- _The data_:

• • • •

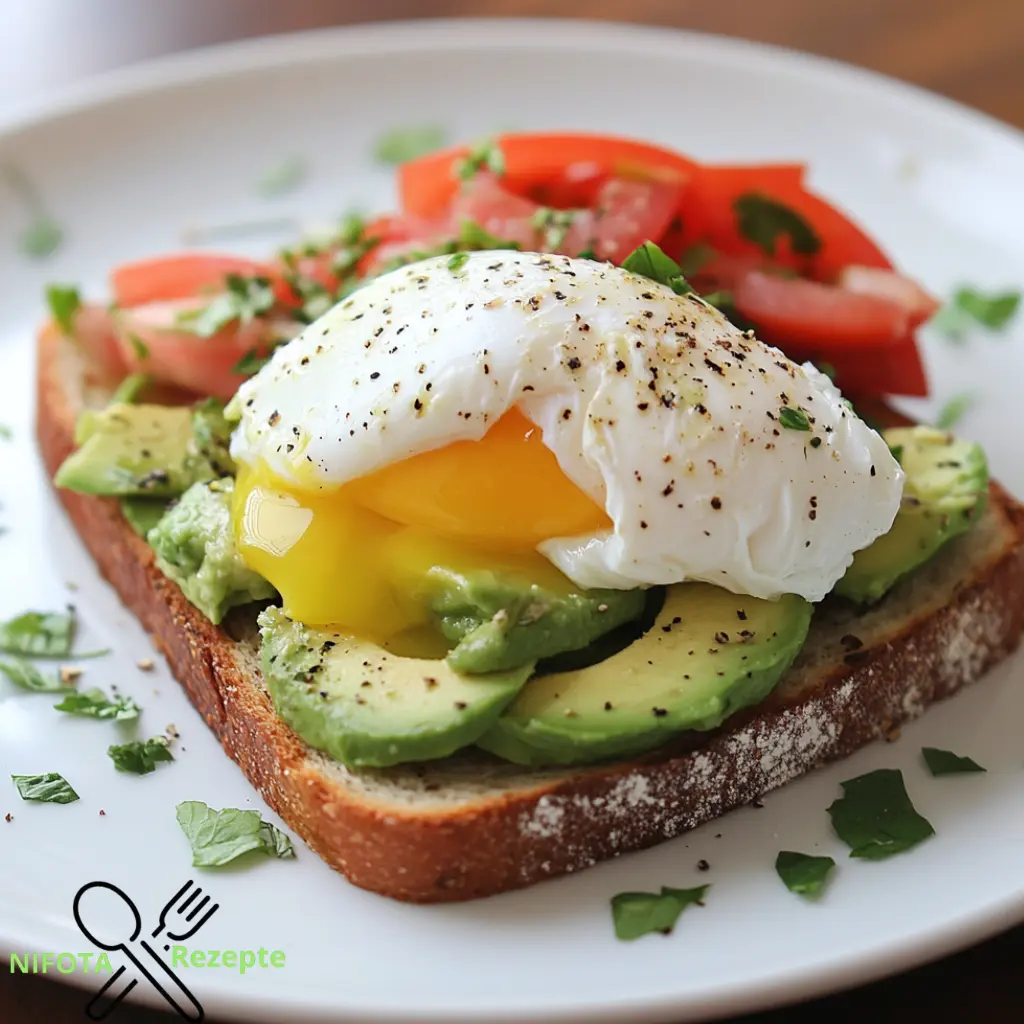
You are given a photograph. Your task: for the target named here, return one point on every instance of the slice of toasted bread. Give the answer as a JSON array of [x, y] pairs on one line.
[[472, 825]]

• • • •

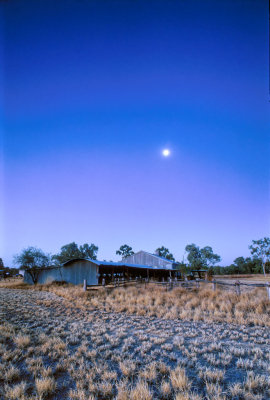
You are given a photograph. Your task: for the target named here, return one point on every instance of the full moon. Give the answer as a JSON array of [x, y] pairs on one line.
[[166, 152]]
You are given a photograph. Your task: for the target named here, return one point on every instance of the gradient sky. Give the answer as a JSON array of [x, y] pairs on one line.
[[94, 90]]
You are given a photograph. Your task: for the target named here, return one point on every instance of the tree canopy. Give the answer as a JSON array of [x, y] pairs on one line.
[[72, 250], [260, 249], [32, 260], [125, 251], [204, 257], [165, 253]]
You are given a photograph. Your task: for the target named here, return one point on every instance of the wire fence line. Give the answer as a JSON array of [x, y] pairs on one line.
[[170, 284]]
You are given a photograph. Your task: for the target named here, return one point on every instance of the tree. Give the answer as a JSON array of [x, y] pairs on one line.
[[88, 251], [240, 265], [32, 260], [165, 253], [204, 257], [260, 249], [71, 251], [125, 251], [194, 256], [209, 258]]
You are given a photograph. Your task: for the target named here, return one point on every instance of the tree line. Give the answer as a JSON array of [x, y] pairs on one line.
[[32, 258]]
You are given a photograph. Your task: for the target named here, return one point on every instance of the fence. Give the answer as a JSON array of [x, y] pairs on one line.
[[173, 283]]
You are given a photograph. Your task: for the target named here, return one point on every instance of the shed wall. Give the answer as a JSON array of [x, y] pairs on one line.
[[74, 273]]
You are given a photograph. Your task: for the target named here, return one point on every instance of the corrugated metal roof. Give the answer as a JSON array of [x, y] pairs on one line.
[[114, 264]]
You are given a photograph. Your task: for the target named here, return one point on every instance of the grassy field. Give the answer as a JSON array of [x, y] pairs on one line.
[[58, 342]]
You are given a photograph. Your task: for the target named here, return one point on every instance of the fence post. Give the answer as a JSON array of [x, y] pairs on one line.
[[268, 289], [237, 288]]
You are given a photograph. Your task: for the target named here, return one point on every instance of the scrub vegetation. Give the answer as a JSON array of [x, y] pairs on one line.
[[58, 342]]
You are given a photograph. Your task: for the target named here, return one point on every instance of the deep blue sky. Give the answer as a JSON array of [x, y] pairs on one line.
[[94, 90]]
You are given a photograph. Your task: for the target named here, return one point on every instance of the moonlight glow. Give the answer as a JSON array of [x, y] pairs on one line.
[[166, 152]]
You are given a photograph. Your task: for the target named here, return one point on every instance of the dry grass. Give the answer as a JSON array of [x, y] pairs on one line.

• • • •

Your answer should be the exact lines above from the one with "of the fence." through the one with "the dry grass.", both included, and nothing besides.

- _Output of the task_:
You are given a photograph. Your task: for the target named here, return one point on every instance of the fence. Give the answer as a JSON array of [x, y] pairs on one line.
[[173, 283]]
You are given a photograph. Your task: for the target named here, return one point on every instance of the shed wall. Give the answer as a JSON array of [x, y] pairs on one line.
[[74, 273]]
You are given a photograph. Your task: for the target named here, return one point on every instance of the corrugated metal roof. Give the answer as a JSON array of [x, y] pairs on one line.
[[114, 264]]
You are given a photograph. Your task: for the target named here, return one point on every instance of the grassy field. Give the answer as a JSON array of [x, y] pairs on one line.
[[58, 342]]
You are given a photograph. Your task: for the target named here, return one point on every instance of the fence post. Give the answer as a JSON array of [x, y] pairs on one line.
[[268, 289], [237, 288]]
You are given a photograph. Your task: for the target named here, return one point on every instance of the scrub vegetation. Give the answer as a JSON array of [x, y] pairs on one line.
[[58, 342]]
You are given a photograph. Your task: for the target named here, return one point on every instance of the deep blue sky. Give the answer as a JSON array of [x, y] pairs on one line.
[[94, 90]]
You are given a photograph. Your task: for the target named here, return one point on every instance of the moonlight glow. Give the answer as a JSON array of [x, y] pairs on one line.
[[166, 152]]
You are given a photograph. Your task: for the target named here, return one point on every instance of the dry grass. Give the answer as a JSON array of [x, y] pairs on one line.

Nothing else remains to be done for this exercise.